Requirement:
Lay out the records between the line holding "of the channel" and the end of the records, inclusive, as a two-column CSV with the header row text,answer. Give one row per record, with each field enclosed in double quotes and any line breaks within a field replaced by spaces.

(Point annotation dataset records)
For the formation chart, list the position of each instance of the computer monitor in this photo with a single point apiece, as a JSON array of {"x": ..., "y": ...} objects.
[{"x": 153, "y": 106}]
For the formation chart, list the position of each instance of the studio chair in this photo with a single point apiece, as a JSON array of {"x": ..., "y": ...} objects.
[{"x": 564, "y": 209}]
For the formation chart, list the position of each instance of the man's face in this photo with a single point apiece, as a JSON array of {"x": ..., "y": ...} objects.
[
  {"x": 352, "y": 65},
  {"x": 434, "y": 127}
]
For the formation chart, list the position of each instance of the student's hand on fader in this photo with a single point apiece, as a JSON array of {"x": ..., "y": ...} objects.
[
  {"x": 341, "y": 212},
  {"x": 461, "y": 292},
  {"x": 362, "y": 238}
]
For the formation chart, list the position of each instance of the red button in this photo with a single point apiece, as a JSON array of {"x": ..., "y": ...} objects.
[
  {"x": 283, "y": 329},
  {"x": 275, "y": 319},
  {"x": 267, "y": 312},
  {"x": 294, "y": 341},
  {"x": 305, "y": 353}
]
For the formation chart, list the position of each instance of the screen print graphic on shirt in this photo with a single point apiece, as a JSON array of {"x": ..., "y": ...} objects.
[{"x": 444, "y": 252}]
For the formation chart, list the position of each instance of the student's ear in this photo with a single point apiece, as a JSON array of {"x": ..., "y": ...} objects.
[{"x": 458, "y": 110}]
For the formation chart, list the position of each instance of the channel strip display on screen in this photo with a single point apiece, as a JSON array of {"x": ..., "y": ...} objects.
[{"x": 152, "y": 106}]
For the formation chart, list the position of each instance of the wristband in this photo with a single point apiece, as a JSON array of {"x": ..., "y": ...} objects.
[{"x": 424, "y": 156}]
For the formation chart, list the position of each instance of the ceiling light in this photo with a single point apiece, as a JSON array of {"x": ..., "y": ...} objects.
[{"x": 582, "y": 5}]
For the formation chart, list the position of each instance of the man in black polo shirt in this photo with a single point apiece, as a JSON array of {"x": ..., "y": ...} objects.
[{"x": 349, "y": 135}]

In response:
text,answer
"For the formation chart, list the position of each instance of the channel strip display on screen in this photo with a single point apiece, as a JSON array of {""x"": ..., ""y"": ...} objects.","[{""x"": 152, ""y"": 106}]"
"For the formation chart, list the position of each instance of the wristband in this photo with a single point apiece, as a JSON array of {""x"": ..., ""y"": ...} objects.","[{""x"": 424, ""y"": 156}]"
"For the formation chart, list the position of each instance of the ceiling light in this photo with a single point apiece, as a JSON array of {""x"": ..., ""y"": ...} objects.","[{""x"": 582, ""y"": 5}]"
"For the formation chart, list the position of each instance of the man in black polo shirt in this photo with a single point apiece, as a JSON array of {""x"": ..., ""y"": ...} objects.","[{""x"": 349, ""y"": 135}]"